SOURCE EXTRACT:
************

By Alex Keown


Teva Pharmaceuticals, Inc. has made more cuts in the United States, this time to real estate holdings. To save money the company will close its offices in Washington, D.C. and New York City. No jobs were reported to be lost from the cuts.

During a meeting with Teva management and investors in Israel Thursday, new Chief Executive Officer Kåre Schultz confirmed the closures, reported Calcalist, a financial publication based in Israel. Schultz said the New York offices were expensive to maintain and the Washington, D.C. office was primarily used for its lobbying efforts. Teva is part of the Generic Pharmaceutical Association, a trade group that lobbies on behalf of the company. Because Teva has access to those trade group lobbyists Schultz said there was no need for the company to pay for office space in Washington, D.C., according to Calcalist. There was no mention of how much money the company will save by shutting down those two spaces. Nor was there any mention if Teva employees may lose their jobs due to the closures.

************

PROVIDED DATA:
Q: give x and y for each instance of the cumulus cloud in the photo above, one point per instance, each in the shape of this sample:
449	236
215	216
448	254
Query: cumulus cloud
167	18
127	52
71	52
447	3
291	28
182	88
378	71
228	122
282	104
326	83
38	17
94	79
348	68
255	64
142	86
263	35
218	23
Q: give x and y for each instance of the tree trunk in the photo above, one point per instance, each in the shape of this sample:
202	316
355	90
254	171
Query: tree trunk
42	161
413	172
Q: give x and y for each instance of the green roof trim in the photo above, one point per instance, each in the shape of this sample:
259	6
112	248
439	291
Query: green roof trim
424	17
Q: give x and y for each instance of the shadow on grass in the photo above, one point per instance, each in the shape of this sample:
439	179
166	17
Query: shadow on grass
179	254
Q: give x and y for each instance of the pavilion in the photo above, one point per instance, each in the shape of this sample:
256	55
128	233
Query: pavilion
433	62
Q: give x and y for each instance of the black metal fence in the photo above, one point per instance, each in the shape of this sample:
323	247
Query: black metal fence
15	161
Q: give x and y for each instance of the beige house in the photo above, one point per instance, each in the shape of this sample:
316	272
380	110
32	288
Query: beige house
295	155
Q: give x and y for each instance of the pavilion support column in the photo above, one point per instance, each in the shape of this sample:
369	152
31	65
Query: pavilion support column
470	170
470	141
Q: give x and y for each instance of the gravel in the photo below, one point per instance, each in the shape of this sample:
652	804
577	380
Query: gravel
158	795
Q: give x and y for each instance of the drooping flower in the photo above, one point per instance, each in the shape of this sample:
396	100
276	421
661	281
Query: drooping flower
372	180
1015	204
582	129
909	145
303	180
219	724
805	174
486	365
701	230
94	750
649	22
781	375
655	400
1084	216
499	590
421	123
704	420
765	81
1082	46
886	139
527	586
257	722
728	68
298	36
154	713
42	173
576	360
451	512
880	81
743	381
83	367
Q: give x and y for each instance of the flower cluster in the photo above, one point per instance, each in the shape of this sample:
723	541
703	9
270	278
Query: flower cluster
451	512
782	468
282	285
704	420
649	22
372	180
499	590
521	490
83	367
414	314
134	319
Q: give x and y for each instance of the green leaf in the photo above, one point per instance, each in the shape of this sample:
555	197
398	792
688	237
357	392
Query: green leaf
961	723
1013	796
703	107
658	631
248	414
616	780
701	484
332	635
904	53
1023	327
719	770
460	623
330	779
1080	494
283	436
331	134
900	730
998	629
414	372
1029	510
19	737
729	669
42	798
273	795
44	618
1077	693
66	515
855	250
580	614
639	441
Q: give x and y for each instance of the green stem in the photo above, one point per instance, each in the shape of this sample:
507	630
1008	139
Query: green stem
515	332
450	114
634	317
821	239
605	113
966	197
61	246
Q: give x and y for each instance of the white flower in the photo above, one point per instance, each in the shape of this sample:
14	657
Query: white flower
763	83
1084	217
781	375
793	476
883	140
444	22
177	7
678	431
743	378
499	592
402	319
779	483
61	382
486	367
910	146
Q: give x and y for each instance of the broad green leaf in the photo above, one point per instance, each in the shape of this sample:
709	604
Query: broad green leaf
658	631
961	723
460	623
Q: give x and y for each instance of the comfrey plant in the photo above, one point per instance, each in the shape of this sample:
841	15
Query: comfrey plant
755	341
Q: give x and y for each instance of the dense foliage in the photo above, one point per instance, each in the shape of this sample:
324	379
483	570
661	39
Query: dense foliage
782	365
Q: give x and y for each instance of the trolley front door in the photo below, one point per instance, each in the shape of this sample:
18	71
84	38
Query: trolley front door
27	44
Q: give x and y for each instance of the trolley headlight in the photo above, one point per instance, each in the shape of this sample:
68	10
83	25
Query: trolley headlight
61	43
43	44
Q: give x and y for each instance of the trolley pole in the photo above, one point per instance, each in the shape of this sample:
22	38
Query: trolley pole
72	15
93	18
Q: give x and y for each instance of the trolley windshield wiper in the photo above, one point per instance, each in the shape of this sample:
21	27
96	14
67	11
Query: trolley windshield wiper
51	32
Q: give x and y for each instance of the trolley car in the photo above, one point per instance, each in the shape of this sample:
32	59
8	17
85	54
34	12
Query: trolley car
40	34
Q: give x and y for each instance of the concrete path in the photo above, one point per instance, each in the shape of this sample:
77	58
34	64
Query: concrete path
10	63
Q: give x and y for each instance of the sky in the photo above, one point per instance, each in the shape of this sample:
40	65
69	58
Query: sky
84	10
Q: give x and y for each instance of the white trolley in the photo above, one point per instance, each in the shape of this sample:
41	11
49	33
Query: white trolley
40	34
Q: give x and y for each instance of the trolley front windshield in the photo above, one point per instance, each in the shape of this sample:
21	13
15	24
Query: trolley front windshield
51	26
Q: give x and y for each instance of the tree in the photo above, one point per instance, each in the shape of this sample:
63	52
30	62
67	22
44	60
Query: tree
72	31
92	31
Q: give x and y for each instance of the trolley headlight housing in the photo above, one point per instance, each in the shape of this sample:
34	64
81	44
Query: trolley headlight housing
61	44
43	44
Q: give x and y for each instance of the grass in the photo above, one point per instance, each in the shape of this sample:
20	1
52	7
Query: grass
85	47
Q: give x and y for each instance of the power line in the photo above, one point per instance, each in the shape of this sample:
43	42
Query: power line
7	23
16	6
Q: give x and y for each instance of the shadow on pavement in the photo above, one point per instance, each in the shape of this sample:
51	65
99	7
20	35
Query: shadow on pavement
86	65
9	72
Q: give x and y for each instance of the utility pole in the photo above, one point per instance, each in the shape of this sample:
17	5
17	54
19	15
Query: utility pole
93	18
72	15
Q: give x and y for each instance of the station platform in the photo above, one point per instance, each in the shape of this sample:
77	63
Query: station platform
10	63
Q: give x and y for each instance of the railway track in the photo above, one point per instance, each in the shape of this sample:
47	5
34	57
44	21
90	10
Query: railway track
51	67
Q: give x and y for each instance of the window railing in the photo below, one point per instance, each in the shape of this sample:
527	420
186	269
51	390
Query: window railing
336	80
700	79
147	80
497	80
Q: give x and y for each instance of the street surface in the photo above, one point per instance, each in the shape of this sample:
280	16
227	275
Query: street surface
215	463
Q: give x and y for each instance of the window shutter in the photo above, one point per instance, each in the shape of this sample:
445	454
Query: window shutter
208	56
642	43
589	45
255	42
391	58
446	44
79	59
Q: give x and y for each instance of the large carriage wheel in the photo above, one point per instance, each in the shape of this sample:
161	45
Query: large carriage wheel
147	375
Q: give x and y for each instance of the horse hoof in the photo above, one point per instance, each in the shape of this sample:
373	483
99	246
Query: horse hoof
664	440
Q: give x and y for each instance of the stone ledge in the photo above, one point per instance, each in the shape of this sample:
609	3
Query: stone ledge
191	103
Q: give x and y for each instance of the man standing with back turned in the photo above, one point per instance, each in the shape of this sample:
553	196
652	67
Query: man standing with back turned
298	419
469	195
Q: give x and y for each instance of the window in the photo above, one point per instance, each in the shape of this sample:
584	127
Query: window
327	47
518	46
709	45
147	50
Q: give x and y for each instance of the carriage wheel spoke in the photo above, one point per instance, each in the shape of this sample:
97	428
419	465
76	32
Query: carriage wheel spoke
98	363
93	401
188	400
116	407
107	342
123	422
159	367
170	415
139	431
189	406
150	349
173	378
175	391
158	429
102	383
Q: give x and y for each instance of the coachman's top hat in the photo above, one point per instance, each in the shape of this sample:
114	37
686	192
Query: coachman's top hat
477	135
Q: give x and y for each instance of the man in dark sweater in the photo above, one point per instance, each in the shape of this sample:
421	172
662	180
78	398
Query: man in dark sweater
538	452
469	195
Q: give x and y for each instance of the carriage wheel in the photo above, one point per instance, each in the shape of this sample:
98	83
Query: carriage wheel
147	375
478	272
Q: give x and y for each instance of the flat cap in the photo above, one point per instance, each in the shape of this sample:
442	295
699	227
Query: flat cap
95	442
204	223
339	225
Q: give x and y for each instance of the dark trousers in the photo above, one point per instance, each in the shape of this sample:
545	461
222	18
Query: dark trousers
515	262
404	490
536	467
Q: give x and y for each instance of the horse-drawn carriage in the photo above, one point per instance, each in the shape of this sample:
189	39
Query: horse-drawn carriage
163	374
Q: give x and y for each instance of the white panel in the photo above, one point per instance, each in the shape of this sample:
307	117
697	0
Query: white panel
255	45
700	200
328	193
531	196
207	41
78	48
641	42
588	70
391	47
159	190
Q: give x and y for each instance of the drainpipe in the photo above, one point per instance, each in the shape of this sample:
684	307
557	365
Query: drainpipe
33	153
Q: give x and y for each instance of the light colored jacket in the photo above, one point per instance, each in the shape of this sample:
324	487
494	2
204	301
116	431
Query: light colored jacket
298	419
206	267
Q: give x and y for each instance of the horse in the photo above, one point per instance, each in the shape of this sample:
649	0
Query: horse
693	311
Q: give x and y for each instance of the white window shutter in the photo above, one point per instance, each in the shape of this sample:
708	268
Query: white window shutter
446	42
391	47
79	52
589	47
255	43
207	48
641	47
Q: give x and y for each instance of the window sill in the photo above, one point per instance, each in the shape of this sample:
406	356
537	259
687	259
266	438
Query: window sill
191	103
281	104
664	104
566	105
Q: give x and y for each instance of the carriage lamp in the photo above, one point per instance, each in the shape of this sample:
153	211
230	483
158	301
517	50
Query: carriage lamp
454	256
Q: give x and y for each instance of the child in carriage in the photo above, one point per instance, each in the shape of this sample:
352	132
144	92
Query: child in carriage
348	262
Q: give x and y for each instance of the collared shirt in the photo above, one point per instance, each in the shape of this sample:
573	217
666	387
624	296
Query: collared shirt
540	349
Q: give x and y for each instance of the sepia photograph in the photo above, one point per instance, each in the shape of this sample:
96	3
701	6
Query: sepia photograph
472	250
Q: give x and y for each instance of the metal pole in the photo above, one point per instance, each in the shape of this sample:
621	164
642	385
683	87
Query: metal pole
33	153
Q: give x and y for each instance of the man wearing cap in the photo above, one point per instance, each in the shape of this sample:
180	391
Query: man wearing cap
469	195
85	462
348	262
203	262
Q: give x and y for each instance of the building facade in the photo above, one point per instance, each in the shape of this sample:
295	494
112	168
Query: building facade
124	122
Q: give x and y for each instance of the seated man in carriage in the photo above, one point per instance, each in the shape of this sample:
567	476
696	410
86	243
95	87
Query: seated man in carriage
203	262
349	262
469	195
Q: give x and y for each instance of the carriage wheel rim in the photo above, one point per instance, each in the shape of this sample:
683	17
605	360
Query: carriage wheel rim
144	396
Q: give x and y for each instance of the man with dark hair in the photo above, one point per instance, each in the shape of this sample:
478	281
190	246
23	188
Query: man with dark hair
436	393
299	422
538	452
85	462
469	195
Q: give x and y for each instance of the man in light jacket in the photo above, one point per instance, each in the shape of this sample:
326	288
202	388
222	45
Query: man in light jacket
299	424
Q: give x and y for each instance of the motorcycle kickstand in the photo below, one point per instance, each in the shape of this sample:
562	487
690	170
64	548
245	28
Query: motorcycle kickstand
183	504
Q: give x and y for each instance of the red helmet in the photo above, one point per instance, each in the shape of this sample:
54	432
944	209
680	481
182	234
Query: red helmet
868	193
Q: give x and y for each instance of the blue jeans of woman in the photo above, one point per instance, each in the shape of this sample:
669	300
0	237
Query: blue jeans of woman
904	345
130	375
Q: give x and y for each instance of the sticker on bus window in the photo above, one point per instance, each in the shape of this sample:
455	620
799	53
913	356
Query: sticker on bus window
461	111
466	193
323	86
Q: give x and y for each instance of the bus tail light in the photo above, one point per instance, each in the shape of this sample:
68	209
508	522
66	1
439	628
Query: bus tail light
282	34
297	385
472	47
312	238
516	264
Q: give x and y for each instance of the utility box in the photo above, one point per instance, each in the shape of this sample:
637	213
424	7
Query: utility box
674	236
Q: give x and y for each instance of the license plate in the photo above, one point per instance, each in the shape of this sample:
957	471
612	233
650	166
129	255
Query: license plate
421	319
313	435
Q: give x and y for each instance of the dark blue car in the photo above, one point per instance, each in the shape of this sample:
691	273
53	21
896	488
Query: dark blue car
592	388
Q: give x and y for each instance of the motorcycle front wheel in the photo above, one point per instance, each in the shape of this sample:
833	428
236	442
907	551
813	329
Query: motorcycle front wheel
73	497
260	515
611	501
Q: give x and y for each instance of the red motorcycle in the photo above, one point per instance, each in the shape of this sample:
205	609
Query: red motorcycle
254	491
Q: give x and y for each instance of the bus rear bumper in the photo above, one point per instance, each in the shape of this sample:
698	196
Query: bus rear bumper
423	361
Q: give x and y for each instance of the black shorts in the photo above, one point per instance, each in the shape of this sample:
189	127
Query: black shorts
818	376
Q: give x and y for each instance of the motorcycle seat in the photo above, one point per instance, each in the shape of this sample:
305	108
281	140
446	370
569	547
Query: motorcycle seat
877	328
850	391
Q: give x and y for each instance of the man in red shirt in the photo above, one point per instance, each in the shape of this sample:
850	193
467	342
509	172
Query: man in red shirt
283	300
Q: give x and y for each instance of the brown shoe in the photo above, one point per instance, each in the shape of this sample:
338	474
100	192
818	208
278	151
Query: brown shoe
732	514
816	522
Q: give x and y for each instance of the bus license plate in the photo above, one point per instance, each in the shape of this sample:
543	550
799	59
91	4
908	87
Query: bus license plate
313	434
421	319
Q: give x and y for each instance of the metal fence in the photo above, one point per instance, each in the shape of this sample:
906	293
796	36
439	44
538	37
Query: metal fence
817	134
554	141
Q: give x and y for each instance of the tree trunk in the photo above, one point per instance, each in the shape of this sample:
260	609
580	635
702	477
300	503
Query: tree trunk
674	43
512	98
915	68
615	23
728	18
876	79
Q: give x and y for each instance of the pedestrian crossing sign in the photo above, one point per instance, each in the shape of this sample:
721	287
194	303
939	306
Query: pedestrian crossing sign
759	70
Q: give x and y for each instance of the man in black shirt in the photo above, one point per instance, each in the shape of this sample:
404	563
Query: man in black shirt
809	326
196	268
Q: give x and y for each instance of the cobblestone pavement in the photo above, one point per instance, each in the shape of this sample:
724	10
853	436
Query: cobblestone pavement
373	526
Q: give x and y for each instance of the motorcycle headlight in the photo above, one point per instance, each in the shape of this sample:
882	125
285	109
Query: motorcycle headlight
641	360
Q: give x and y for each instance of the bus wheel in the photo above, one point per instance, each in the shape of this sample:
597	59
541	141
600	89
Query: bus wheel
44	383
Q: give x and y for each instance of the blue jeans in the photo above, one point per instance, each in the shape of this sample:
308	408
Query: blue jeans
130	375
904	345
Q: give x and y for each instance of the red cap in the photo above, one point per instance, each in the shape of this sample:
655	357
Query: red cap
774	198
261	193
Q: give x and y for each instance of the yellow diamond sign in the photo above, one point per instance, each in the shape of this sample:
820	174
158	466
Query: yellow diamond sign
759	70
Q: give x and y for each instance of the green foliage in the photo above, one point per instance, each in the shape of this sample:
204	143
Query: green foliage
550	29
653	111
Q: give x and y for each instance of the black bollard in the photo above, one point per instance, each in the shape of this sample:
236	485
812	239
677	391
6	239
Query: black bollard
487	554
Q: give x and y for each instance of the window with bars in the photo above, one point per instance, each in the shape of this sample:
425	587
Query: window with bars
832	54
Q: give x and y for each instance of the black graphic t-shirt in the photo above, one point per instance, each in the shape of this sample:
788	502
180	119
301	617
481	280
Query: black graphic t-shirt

************

ASSIGNED TASK 1: According to the Teva article, which two cities' offices is the company closing?
ASSIGNED TASK 2: Copy the stretch of the Teva article from "During a meeting" through "to the closures.".

RESPONSE AREA 1: Washington, D.C. and New York City.

RESPONSE AREA 2:
During a meeting with Teva management and investors in Israel Thursday, new Chief Executive Officer Kåre Schultz confirmed the closures, reported Calcalist, a financial publication based in Israel. Schultz said the New York offices were expensive to maintain and the Washington, D.C. office was primarily used for its lobbying efforts. Teva is part of the Generic Pharmaceutical Association, a trade group that lobbies on behalf of the company. Because Teva has access to those trade group lobbyists Schultz said there was no need for the company to pay for office space in Washington, D.C., according to Calcalist. There was no mention of how much money the company will save by shutting down those two spaces. Nor was there any mention if Teva employees may lose their jobs due to the closures.